START READING PASSAGE

Lecture 8 introduced the concept of independence. It is a relatively straightforward concept to understand. Intuitively, events $A$ and $B$ are independent if:
$$\mathbb{P}(A|B)=\mathbb{P}(A), \mathbb{P}(B) \neq 0$$
Using Bayes’ terms, we can say that the posterior probability is equal to the prior probability. In other words, event $B$ has nothing to do with $A$; event $B$ does not provide any information about event $A$; given that event $B$ has occurred, we do not change our belief about event $A$ … Recall that from Lecture 5, we have:
$$\mathbb{P}(A|B)=\cfrac{\mathbb{P}(A \cap B)}{\mathbb{P}(B)} \textmd{, } \mathbb{P}(B) \neq 0$$
If we move $\mathbb{P}(B)$ to the other side of the equation, and use our intuition about independence $\mathbb{P}(A|B) = \mathbb{P}(A)$, we get the mathematical definition of independence:
$$ \begin{aligned} A \textmd{ and } B &\textmd{ are independent if and only if:}\\ & \mathbb{P}(A \cap B) = \mathbb{P}(A)\mathbb{P}(B) \end{aligned} $$
The good thing about this definition is that it is easy to see $A$ and $B$ are symmetrical, and we do not really need to specify the ugly $\mathbb{P}(B) \neq 0$ in our intuitive definition.
Similarly, for a collection of events $A_1, A_2, …, A_n$, they are independent if and only if:
$$ \mathbb{P} \left( \bigcap_{i \in S} A_i \right) = \prod_{i \in S}\mathbb{P}(A_i), \textmd{ for every subset $S$ of } \{1,2, \cdots, n\} $$
During the lecture, we used many examples to showcase that the only way of checking if two events or a collection of events are independent or not is through the mathematical definition. In reality, people often use common sense, prior knowledge, intuition and experience to assume some events are independent. However, one needs to be very careful when doing so, as it might lead to wrong conclusions, which in certain situation can be catastrophic. We use the Sally Clark case to demonstrate this point.
When talking about conditional independence, we introduced a small quiz during the lecture:
It is known that the prevalence of a virus in the population is 0.5. We have a kit dedicated to detect this particular virus. The sensitivity of the kit is 0.9, and the specificity of the kit is 0.9 as well. Now a random person from the population gets tested by the kit, repeatedly. The first 3 tests all show positive results. What is the probability that the 4th test shows a positive result?

END READING PASSAGE
START EXERCISE DATA

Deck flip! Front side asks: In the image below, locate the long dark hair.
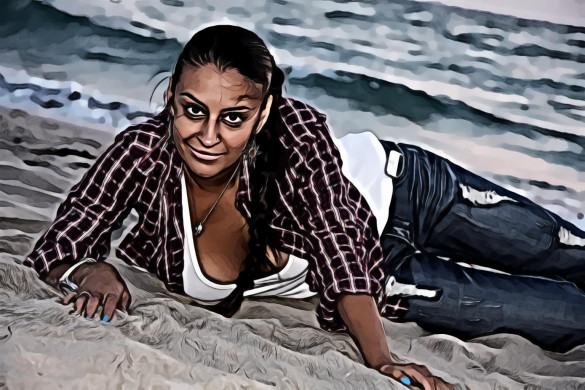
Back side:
[165,25,286,315]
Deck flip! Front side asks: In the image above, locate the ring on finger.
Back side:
[77,291,93,298]
[400,376,411,386]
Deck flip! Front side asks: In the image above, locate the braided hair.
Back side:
[165,25,286,315]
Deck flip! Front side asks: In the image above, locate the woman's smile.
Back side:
[170,64,268,179]
[187,144,225,161]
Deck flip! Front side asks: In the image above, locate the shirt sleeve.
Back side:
[24,129,151,278]
[296,116,384,331]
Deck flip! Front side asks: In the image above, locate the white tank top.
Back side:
[181,175,315,305]
[181,132,432,305]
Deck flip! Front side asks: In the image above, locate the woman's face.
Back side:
[167,64,272,179]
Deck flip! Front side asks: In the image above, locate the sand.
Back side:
[0,108,585,389]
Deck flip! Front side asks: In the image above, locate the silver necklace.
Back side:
[188,159,242,237]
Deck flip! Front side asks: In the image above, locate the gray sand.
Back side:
[0,109,585,389]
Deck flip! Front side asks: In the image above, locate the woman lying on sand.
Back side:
[26,26,585,389]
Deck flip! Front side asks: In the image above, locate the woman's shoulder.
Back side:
[278,97,330,149]
[113,112,171,173]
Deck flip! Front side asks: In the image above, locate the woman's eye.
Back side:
[186,106,205,116]
[224,114,243,125]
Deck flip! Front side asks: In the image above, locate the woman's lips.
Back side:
[189,146,224,161]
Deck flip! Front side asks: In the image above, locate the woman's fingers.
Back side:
[85,297,100,318]
[380,364,453,390]
[403,369,437,390]
[119,289,132,313]
[102,294,120,322]
[63,291,77,305]
[74,291,90,314]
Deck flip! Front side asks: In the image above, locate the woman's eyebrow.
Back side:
[180,92,209,111]
[180,92,252,112]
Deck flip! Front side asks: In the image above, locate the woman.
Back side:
[26,26,582,389]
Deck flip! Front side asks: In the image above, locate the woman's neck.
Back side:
[185,160,241,193]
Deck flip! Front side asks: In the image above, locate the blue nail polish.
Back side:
[400,376,410,386]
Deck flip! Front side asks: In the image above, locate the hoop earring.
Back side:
[244,136,262,169]
[165,115,175,142]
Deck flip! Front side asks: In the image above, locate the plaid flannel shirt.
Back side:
[25,98,406,331]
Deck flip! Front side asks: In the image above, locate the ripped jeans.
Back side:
[380,141,585,351]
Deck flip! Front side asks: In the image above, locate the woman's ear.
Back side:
[256,95,272,134]
[166,76,175,115]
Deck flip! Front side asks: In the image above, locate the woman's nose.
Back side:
[198,120,219,146]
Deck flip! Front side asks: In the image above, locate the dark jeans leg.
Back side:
[381,141,585,350]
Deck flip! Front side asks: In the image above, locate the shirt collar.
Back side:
[169,142,252,219]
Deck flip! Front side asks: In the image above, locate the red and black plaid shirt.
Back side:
[25,99,404,331]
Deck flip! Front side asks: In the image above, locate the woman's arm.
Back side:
[337,294,392,369]
[279,99,449,389]
[24,125,153,279]
[337,294,453,390]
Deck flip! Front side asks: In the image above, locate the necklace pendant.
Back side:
[193,223,203,237]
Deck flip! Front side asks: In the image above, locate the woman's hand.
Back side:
[63,262,132,322]
[378,363,454,390]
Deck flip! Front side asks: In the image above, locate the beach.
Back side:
[0,0,585,390]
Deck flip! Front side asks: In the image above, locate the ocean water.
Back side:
[0,0,585,229]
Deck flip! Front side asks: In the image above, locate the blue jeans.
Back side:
[380,141,585,351]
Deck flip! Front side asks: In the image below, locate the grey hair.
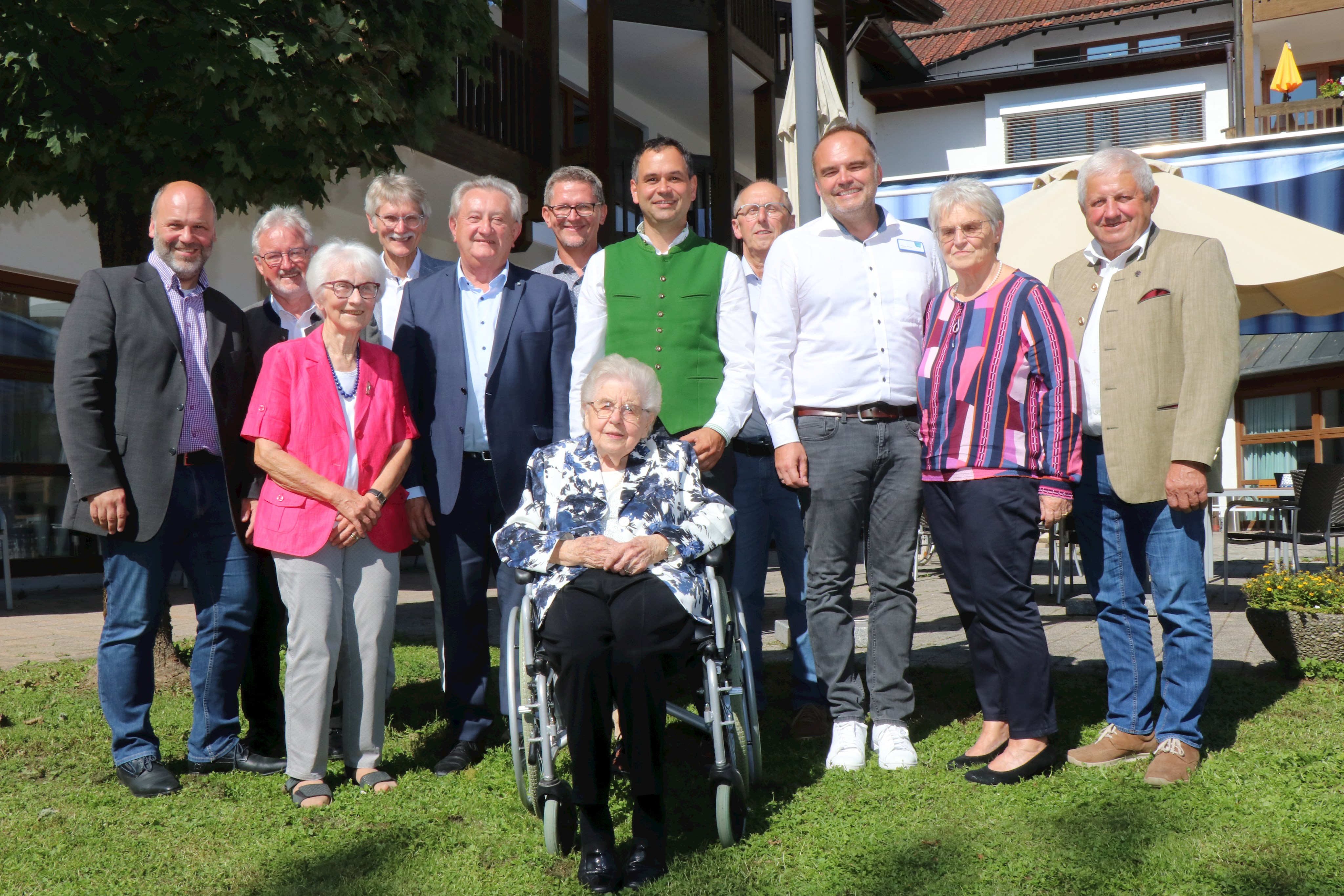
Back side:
[253,205,313,255]
[542,165,606,205]
[580,355,662,416]
[364,171,430,218]
[929,177,1004,230]
[1078,146,1157,205]
[448,175,527,223]
[304,239,387,300]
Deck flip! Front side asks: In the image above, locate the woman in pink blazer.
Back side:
[243,240,417,806]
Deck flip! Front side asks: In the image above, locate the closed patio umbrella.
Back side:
[778,46,847,215]
[998,160,1344,318]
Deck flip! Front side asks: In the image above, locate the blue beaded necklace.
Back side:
[326,343,359,402]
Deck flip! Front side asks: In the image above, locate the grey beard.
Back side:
[155,237,211,277]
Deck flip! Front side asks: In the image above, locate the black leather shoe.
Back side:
[966,745,1056,784]
[187,741,285,775]
[625,837,668,889]
[579,846,621,893]
[434,740,486,774]
[117,756,181,797]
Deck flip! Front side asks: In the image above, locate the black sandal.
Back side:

END EXERCISE DATA

■ **ACTIONS TO TAKE**:
**1.** According to the independence notes, why is the definition P(A ∩ B) = P(A)P(B) better than the intuitive one? Answer in one to three sentences.
**2.** Set down everything in the independence notes from "Similarly, for a" down to "demonstrate this point.", word for word.

■ **RESPONSES**:
**1.** It makes it easy to see that A and B are symmetrical. It also removes the need to state the condition P(B) ≠ 0, which the intuitive definition P(A|B) = P(A) requires.

**2.**
Similarly, for a collection of events $A_1, A_2, …, A_n$, they are independent if and only if:
$$ \mathbb{P} \left( \bigcap_{i \in S} A_i \right) = \prod_{i \in S}\mathbb{P}(A_i), \textmd{ for every subset $S$ of } \{1,2, \cdots, n\} $$
During the lecture, we used many examples to showcase that the only way of checking if two events or a collection of events are independent or not is through the mathematical definition. In reality, people often use common sense, prior knowledge, intuition and experience to assume some events are independent. However, one needs to be very careful when doing so, as it might lead to wrong conclusions, which in certain situation can be catastrophic. We use the Sally Clark case to demonstrate this point.